Data extract>
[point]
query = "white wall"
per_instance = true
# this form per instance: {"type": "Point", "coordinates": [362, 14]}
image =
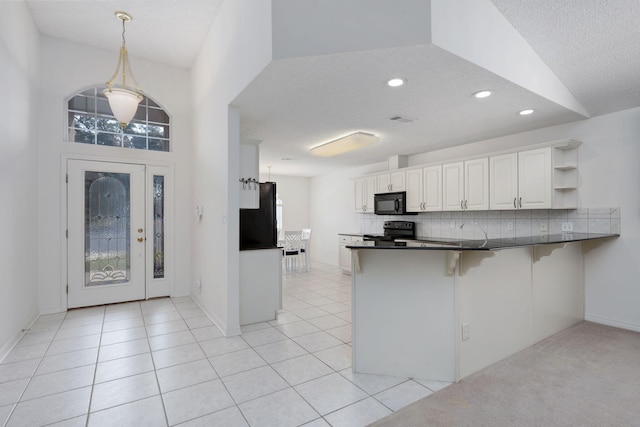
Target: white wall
{"type": "Point", "coordinates": [609, 177]}
{"type": "Point", "coordinates": [294, 193]}
{"type": "Point", "coordinates": [67, 68]}
{"type": "Point", "coordinates": [236, 49]}
{"type": "Point", "coordinates": [19, 48]}
{"type": "Point", "coordinates": [331, 210]}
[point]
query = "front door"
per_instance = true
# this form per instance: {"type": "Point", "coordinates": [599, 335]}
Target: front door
{"type": "Point", "coordinates": [106, 233]}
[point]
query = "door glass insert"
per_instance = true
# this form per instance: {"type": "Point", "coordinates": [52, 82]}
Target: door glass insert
{"type": "Point", "coordinates": [107, 224]}
{"type": "Point", "coordinates": [158, 226]}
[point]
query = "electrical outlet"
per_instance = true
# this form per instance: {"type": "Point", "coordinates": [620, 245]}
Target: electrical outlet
{"type": "Point", "coordinates": [465, 331]}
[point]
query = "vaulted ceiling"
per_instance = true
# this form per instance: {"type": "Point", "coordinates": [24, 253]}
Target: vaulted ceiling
{"type": "Point", "coordinates": [591, 50]}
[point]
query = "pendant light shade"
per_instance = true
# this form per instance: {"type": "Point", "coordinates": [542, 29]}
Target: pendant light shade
{"type": "Point", "coordinates": [123, 103]}
{"type": "Point", "coordinates": [125, 96]}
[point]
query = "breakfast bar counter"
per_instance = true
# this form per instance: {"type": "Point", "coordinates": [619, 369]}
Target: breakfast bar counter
{"type": "Point", "coordinates": [441, 310]}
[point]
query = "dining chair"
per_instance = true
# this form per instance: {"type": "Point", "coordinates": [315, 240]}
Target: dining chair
{"type": "Point", "coordinates": [292, 249]}
{"type": "Point", "coordinates": [306, 248]}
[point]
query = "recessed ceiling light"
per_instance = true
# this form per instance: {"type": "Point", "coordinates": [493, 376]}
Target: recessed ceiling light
{"type": "Point", "coordinates": [395, 82]}
{"type": "Point", "coordinates": [482, 94]}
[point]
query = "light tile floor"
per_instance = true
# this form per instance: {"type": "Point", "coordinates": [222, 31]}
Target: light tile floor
{"type": "Point", "coordinates": [162, 362]}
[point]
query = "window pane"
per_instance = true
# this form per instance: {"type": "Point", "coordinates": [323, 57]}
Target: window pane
{"type": "Point", "coordinates": [89, 112]}
{"type": "Point", "coordinates": [81, 136]}
{"type": "Point", "coordinates": [158, 226]}
{"type": "Point", "coordinates": [107, 224]}
{"type": "Point", "coordinates": [108, 139]}
{"type": "Point", "coordinates": [158, 116]}
{"type": "Point", "coordinates": [136, 128]}
{"type": "Point", "coordinates": [158, 144]}
{"type": "Point", "coordinates": [141, 112]}
{"type": "Point", "coordinates": [108, 125]}
{"type": "Point", "coordinates": [82, 103]}
{"type": "Point", "coordinates": [159, 131]}
{"type": "Point", "coordinates": [82, 122]}
{"type": "Point", "coordinates": [102, 107]}
{"type": "Point", "coordinates": [136, 142]}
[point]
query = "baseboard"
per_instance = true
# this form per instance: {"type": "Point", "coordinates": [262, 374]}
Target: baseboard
{"type": "Point", "coordinates": [216, 320]}
{"type": "Point", "coordinates": [6, 349]}
{"type": "Point", "coordinates": [612, 322]}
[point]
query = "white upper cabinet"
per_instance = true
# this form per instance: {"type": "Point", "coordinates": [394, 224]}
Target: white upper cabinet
{"type": "Point", "coordinates": [453, 186]}
{"type": "Point", "coordinates": [424, 189]}
{"type": "Point", "coordinates": [465, 185]}
{"type": "Point", "coordinates": [389, 182]}
{"type": "Point", "coordinates": [249, 187]}
{"type": "Point", "coordinates": [544, 178]}
{"type": "Point", "coordinates": [520, 180]}
{"type": "Point", "coordinates": [364, 190]}
{"type": "Point", "coordinates": [534, 179]}
{"type": "Point", "coordinates": [503, 182]}
{"type": "Point", "coordinates": [476, 184]}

Required work> What's needed is a word-for-word retyping of the listing, minus its pictures.

Exercise response>
[point]
query = "white wall"
per_instance = true
# this form per instance: {"type": "Point", "coordinates": [362, 14]}
image =
Target: white wall
{"type": "Point", "coordinates": [609, 177]}
{"type": "Point", "coordinates": [294, 193]}
{"type": "Point", "coordinates": [67, 68]}
{"type": "Point", "coordinates": [236, 49]}
{"type": "Point", "coordinates": [19, 48]}
{"type": "Point", "coordinates": [331, 210]}
[point]
query = "front door"
per_instance = true
# this form per instance: {"type": "Point", "coordinates": [599, 335]}
Target: front door
{"type": "Point", "coordinates": [106, 233]}
[point]
query = "door glass insert"
per_instance = true
# this form per instance: {"type": "Point", "coordinates": [52, 82]}
Target: door glass insert
{"type": "Point", "coordinates": [107, 224]}
{"type": "Point", "coordinates": [158, 226]}
[point]
query = "electrical outlet"
per_instance = true
# this form per instance: {"type": "Point", "coordinates": [620, 245]}
Target: electrical outlet
{"type": "Point", "coordinates": [465, 331]}
[point]
query = "vaulted ceiling"
per_instance = true
# this form per instance: {"type": "Point", "coordinates": [24, 253]}
Target: vaulted ceiling
{"type": "Point", "coordinates": [591, 50]}
[point]
query = "pendant light shade"
per_instance = true
# this form per instance: {"type": "Point", "coordinates": [542, 29]}
Target: pendant light shade
{"type": "Point", "coordinates": [123, 103]}
{"type": "Point", "coordinates": [125, 96]}
[point]
query = "breakfast bar counter"
per_instance = true
# this form per instance: {"type": "Point", "coordinates": [619, 369]}
Target: breakfast bar counter
{"type": "Point", "coordinates": [441, 310]}
[point]
query = "dining chair"
per_instance = true
# this form per instance: {"type": "Point", "coordinates": [315, 240]}
Target: dining chair
{"type": "Point", "coordinates": [292, 249]}
{"type": "Point", "coordinates": [306, 248]}
[point]
query = "recessed ceiling light"
per_instance = true
# this form per instance: {"type": "Point", "coordinates": [493, 376]}
Target: recessed ceiling light
{"type": "Point", "coordinates": [395, 82]}
{"type": "Point", "coordinates": [482, 94]}
[point]
query = "light tile floor"
per_instance = true
# this form per instance: {"type": "Point", "coordinates": [222, 31]}
Target: light tile floor
{"type": "Point", "coordinates": [162, 362]}
[point]
query = "window pane"
per_instance = true
# this form per instance: {"type": "Point", "coordinates": [323, 57]}
Target: window pane
{"type": "Point", "coordinates": [89, 112]}
{"type": "Point", "coordinates": [81, 136]}
{"type": "Point", "coordinates": [158, 226]}
{"type": "Point", "coordinates": [107, 224]}
{"type": "Point", "coordinates": [108, 139]}
{"type": "Point", "coordinates": [158, 116]}
{"type": "Point", "coordinates": [136, 128]}
{"type": "Point", "coordinates": [158, 144]}
{"type": "Point", "coordinates": [141, 112]}
{"type": "Point", "coordinates": [108, 125]}
{"type": "Point", "coordinates": [82, 103]}
{"type": "Point", "coordinates": [159, 131]}
{"type": "Point", "coordinates": [82, 122]}
{"type": "Point", "coordinates": [102, 107]}
{"type": "Point", "coordinates": [136, 142]}
[point]
query = "baseboard"
per_instance = true
# this form per instance: {"type": "Point", "coordinates": [262, 374]}
Target: baseboard
{"type": "Point", "coordinates": [216, 320]}
{"type": "Point", "coordinates": [6, 349]}
{"type": "Point", "coordinates": [612, 322]}
[point]
query = "white upper cabinet"
per_instance = true
# this form per instance: {"type": "Point", "coordinates": [394, 224]}
Target: white upper cabinet
{"type": "Point", "coordinates": [453, 186]}
{"type": "Point", "coordinates": [424, 189]}
{"type": "Point", "coordinates": [465, 185]}
{"type": "Point", "coordinates": [389, 182]}
{"type": "Point", "coordinates": [249, 187]}
{"type": "Point", "coordinates": [544, 178]}
{"type": "Point", "coordinates": [520, 180]}
{"type": "Point", "coordinates": [364, 190]}
{"type": "Point", "coordinates": [534, 179]}
{"type": "Point", "coordinates": [503, 182]}
{"type": "Point", "coordinates": [476, 184]}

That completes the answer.